* _What is being asked_:
In the entries below, find each line bearing the string "ball" and copy it.

* _Records for this task_:

──────────────────────────────

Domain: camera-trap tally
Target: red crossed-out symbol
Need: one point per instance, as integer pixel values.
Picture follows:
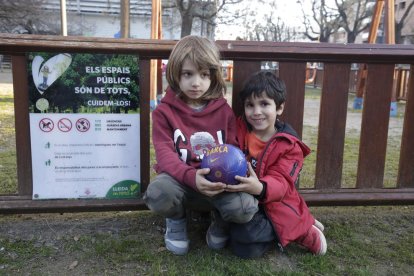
(46, 125)
(83, 125)
(64, 125)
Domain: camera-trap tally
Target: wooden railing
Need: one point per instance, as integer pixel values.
(247, 58)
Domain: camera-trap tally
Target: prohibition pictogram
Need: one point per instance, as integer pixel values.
(64, 125)
(46, 125)
(83, 125)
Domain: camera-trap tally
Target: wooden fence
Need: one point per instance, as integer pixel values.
(314, 77)
(247, 58)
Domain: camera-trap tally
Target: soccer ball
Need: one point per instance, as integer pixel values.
(225, 162)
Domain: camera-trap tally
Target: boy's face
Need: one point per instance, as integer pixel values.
(261, 114)
(193, 83)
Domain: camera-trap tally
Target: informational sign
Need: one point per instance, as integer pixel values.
(84, 125)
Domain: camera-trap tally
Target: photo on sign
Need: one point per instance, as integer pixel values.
(83, 83)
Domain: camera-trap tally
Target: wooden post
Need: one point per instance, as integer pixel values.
(372, 37)
(390, 39)
(63, 25)
(125, 29)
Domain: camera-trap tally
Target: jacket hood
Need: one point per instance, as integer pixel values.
(173, 100)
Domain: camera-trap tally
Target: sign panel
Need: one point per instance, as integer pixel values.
(84, 125)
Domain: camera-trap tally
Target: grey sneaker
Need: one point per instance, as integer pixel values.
(218, 232)
(176, 239)
(319, 225)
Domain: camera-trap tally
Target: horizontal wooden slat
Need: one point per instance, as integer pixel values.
(238, 50)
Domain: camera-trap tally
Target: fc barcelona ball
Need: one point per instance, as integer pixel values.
(225, 162)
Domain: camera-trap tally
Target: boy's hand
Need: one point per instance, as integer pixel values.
(206, 187)
(250, 184)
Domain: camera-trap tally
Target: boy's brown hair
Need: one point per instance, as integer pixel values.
(205, 54)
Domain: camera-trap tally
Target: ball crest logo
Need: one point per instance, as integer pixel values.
(219, 149)
(225, 162)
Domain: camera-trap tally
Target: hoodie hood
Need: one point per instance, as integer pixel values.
(175, 102)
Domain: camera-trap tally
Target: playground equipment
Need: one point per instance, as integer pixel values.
(389, 30)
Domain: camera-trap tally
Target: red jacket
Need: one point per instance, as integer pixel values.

──────────────────────────────

* _Worked solution_:
Target: soccer ball
Target: fc barcelona ball
Target: ball crest logo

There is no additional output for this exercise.